## Source excerpt
The successor to the QuadFX platform would have been the _AMD FASN8 (*F*irst *A*MD *S*ilicon *N*ext-gen *8*-core)_ platform, which was supposed to accommodate two AMD Phenom Quad Cores in Socket F boards to make for an 8core platform, _FASN8_ was cancelled later-on, and the successor to the _FASN8_ platform would have been the dual AMD Opteron rig that is being reviewed today!
 Back to Now... 

As we all know, AMD K10/Phenom architecture failed to take the technology lead back from Intel and later with the release of Intel’s Nehalem architecture, AMD was made irrelevant altogether. Lately AMD’s K10.5/Phenom II had been holding it off till the arrival of Bulldozer core – AMD’s much hyped CPU architecture which was released 1 year behind the original schedule proved to be a disappointing failure.

I won’t be talking about Bulldozer here but... but was AMD NOT COMPETITIVE in the enthusiast space with K10.5??

## Material shown
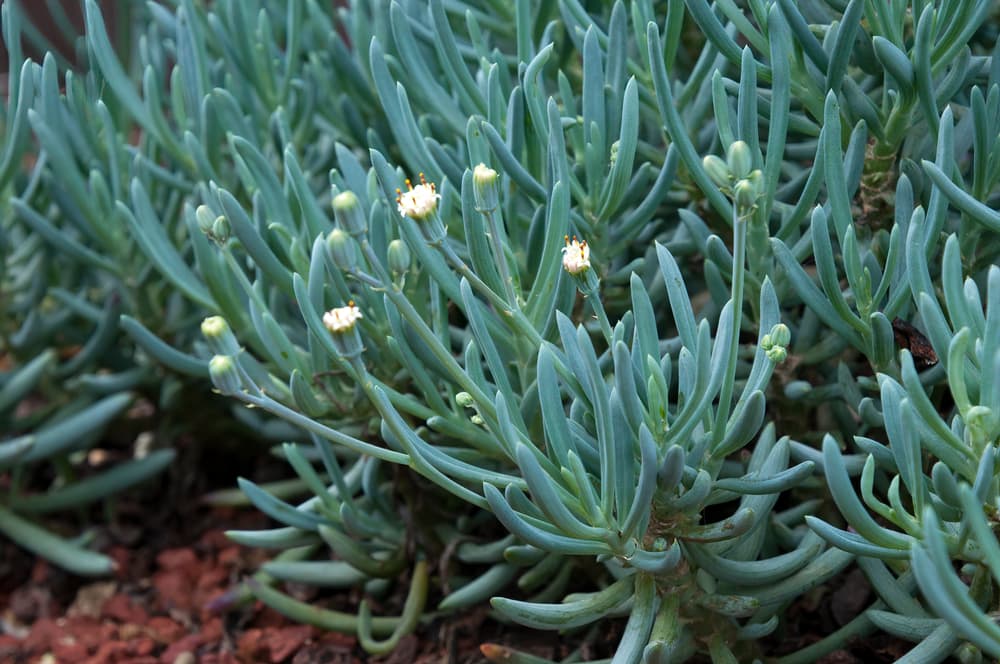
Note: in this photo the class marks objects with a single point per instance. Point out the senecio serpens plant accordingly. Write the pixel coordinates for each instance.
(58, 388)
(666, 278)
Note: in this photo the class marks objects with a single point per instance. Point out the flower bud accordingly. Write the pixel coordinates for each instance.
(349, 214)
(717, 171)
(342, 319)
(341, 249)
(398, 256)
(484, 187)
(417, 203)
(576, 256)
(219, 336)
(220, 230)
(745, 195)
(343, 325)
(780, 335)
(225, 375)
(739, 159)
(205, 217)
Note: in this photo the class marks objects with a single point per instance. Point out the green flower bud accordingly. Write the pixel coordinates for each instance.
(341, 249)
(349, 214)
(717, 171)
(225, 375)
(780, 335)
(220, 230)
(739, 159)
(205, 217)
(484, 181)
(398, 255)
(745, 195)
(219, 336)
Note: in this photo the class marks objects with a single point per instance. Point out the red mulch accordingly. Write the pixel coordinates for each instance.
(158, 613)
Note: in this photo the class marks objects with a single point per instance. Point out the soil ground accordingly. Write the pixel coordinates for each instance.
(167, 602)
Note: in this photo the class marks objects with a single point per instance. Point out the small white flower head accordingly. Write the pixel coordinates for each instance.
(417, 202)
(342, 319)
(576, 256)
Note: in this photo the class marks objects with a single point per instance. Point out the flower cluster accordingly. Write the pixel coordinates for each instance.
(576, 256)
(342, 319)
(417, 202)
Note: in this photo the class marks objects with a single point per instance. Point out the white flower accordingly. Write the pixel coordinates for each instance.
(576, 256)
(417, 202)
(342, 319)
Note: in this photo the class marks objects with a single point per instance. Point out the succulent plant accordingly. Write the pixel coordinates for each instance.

## Instructions for the task
In the excerpt about AMD platforms, what was the FASN8 platform meant to accommodate?

## Written response
Two AMD Phenom Quad Cores in Socket F boards, making an 8-core platform.